Verilen metin:

Emsal Mahkeme Kararı Ankara Batı Asliye Ticaret Mahkemesi 2018/480 E. 2018/476 K. 16.07.2018 T.

Görüntülediğiniz mahkeme kararı henüz kesinleşmemiştir. Yararlı olması amacıyla eklenmiştir.

T.C. ANKARA BATI ASLİYE TİCARET MAHKEMESİ Esas-Karar No: 2018/480 Esas – 2018/476

T.C.
ANKARA BATI
ASLİYE TİCARET MAHKEMESİ KARAR
TÜRK MİLLETİ ADINA
ESAS NO : 2018/480 Esas
KARAR NO : 2018/476

HAKİM :
KATİP :

DAVACI :
DAVALI :
DAHİLİ DAVALI :

DAVA : Menfi Tespit ve İpoteğin Fekki
DAVA TARİHİ : 14/01/2016
KARAR TARİHİ : 16/07/2018
K.YAZIM TARİHİ : 18/07/2018
Yukarıda tarafları yazılı davanın mahkememizce yapılan açık yargılaması sonunda;
GEREĞİ DÜŞÜNÜLDÜ:
DAVA :Davacı vekili; 13/06/2007 yılında … adi ortaklığından Ankara İli, … İlçesi, … (yeni adı …) Mahallesi, … ada, 1 parselde bulunan B Blok 2. Kat No: 12 numaralı konutu satın aldığını, peşinatı tahsilat makbuzu ile senetleri de … aracılığıyla vadelerinden önce tamamını ödediğini, en son 12/04/2016 vadeli senedi de 12/01/2016 tarihinde ödediğini, konut satışı ile hiçbir borcunun kalmadığını, … Tapu Müdürlüğüne müracaat ettiğinde ipotek koyan şirketin sadece … …. Ltd.Şti. olduğunu öğrendiğini, bu şirkete ulaşılamadığını duyduğu için Ankara Ticaret Odası Sicil Müdürlüğüne başvurduğunu, 13/01/2016 tarihli belgede … şirketinin Ankara …. Asliye Ticaret Mahkemesinin 24/06/2013 tarih ve … Esas sayılı kararıyla şirketin iflasının açıldığını gördüğünü, Ankara İflas (…. İcra Dairesi) Müdürlüğüne gittiğini ve 26/03/2015 tarih ve …numaralı ikinci alacaklılar toplantı tutanağını okuduğunu, tutanağın 6. maddesinde kendisi gibi mağdurların ipoteklerinin kaldırılıp kaldırılmaması hususunun görüşmeye açıldığını ve bu konuda ki taleplerin reddine karar verildiğini öğrendiğini, bu durumun konutun satışına engel teşkil ettiğini ve maddi olarak da zarara uğradığını belirterek haklı davanın kabulüyle adı geçen tapudaki ipoteğin mahkemenin resen gözeteceği sair hususlarla kaldırılmasına karar verilmesini talep ve dava etmiştir.

Senin görevin:
Yukarıdaki mahkeme kararını baştan sona harfi harfine tekrar yaz.

Malzeme:
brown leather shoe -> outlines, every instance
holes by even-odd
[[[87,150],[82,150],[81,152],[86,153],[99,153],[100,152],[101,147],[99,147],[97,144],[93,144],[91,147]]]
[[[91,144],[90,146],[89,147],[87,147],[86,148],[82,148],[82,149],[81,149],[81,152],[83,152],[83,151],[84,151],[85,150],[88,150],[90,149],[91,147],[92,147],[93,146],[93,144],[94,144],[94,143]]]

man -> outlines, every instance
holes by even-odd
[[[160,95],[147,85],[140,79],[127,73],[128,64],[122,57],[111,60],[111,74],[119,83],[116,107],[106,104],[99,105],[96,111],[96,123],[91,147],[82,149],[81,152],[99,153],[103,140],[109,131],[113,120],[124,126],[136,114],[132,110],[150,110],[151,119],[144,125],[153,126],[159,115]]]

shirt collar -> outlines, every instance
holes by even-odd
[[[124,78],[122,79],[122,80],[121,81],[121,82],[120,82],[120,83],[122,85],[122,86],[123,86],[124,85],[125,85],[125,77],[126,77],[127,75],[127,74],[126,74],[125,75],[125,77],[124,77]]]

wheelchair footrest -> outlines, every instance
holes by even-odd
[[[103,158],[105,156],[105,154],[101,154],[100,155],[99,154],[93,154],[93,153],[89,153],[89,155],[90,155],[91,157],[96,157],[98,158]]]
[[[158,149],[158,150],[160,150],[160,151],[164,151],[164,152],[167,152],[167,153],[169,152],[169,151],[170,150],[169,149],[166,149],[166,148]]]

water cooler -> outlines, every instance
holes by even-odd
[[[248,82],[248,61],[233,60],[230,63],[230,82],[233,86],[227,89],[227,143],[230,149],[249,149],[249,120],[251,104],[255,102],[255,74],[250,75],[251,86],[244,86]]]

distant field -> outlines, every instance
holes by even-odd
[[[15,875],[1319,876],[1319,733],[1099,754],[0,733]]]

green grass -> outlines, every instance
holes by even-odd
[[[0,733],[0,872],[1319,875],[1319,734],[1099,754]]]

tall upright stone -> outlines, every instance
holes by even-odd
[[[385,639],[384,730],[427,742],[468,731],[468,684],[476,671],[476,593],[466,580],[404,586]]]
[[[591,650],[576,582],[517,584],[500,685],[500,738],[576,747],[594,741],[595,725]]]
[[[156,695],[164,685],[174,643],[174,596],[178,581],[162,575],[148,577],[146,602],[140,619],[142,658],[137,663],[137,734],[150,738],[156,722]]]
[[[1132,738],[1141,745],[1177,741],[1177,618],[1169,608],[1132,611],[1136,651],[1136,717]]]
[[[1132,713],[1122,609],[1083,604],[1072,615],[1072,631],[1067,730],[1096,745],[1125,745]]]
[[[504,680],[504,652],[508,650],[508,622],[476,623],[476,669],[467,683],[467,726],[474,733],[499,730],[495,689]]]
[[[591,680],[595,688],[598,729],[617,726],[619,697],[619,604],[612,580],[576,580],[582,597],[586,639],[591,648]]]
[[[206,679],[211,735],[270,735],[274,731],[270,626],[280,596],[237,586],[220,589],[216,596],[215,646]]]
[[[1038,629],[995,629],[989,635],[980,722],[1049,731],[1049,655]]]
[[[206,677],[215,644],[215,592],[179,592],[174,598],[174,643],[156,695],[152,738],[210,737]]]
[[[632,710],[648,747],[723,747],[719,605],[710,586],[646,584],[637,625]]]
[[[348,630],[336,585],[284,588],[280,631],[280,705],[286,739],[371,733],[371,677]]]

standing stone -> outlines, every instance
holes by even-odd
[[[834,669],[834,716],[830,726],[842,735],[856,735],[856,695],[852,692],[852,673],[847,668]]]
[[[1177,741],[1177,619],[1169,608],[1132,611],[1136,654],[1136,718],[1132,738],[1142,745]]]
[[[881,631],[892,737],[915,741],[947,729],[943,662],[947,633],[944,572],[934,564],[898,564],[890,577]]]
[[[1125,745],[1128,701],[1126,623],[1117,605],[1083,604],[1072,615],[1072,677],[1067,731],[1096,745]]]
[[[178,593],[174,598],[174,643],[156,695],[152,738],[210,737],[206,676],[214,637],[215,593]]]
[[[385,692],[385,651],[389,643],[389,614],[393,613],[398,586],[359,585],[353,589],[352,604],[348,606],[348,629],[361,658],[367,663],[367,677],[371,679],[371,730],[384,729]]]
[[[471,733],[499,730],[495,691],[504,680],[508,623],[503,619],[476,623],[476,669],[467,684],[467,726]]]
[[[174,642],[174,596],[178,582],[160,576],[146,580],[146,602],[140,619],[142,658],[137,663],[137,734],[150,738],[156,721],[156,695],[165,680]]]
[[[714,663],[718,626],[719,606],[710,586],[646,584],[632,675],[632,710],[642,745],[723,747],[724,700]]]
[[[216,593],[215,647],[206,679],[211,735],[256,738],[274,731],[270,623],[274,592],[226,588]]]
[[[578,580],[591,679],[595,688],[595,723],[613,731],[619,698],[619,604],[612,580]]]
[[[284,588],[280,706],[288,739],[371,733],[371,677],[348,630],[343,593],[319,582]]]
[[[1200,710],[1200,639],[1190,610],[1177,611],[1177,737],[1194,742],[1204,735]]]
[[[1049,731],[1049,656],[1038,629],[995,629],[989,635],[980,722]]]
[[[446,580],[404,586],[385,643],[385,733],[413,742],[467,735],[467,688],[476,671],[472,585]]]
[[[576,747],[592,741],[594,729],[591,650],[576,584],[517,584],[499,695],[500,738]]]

Görev cevabı:
Emsal Mahkeme Kararı Ankara Batı Asliye Ticaret Mahkemesi 2018/480 E. 2018/476 K. 16.07.2018 T.

Görüntülediğiniz mahkeme kararı henüz kesinleşmemiştir. Yararlı olması amacıyla eklenmiştir.

T.C. ANKARA BATI ASLİYE TİCARET MAHKEMESİ Esas-Karar No: 2018/480 Esas – 2018/476

T.C.
ANKARA BATI
ASLİYE TİCARET MAHKEMESİ KARAR
TÜRK MİLLETİ ADINA
ESAS NO : 2018/480 Esas
KARAR NO : 2018/476

HAKİM :
KATİP :

DAVACI :
DAVALI :
DAHİLİ DAVALI :

DAVA : Menfi Tespit ve İpoteğin Fekki
DAVA TARİHİ : 14/01/2016
KARAR TARİHİ : 16/07/2018
K.YAZIM TARİHİ : 18/07/2018
Yukarıda tarafları yazılı davanın mahkememizce yapılan açık yargılaması sonunda;
GEREĞİ DÜŞÜNÜLDÜ:
DAVA :Davacı vekili; 13/06/2007 yılında … adi ortaklığından Ankara İli, … İlçesi, … (yeni adı …) Mahallesi, … ada, 1 parselde bulunan B Blok 2. Kat No: 12 numaralı konutu satın aldığını, peşinatı tahsilat makbuzu ile senetleri de … aracılığıyla vadelerinden önce tamamını ödediğini, en son 12/04/2016 vadeli senedi de 12/01/2016 tarihinde ödediğini, konut satışı ile hiçbir borcunun kalmadığını, … Tapu Müdürlüğüne müracaat ettiğinde ipotek koyan şirketin sadece … …. Ltd.Şti. olduğunu öğrendiğini, bu şirkete ulaşılamadığını duyduğu için Ankara Ticaret Odası Sicil Müdürlüğüne başvurduğunu, 13/01/2016 tarihli belgede … şirketinin Ankara …. Asliye Ticaret Mahkemesinin 24/06/2013 tarih ve … Esas sayılı kararıyla şirketin iflasının açıldığını gördüğünü, Ankara İflas (…. İcra Dairesi) Müdürlüğüne gittiğini ve 26/03/2015 tarih ve …numaralı ikinci alacaklılar toplantı tutanağını okuduğunu, tutanağın 6. maddesinde kendisi gibi mağdurların ipoteklerinin kaldırılıp kaldırılmaması hususunun görüşmeye açıldığını ve bu konuda ki taleplerin reddine karar verildiğini öğrendiğini, bu durumun konutun satışına engel teşkil ettiğini ve maddi olarak da zarara uğradığını belirterek haklı davanın kabulüyle adı geçen tapudaki ipoteğin mahkemenin resen gözeteceği sair hususlarla kaldırılmasına karar verilmesini talep ve dava etmiştir.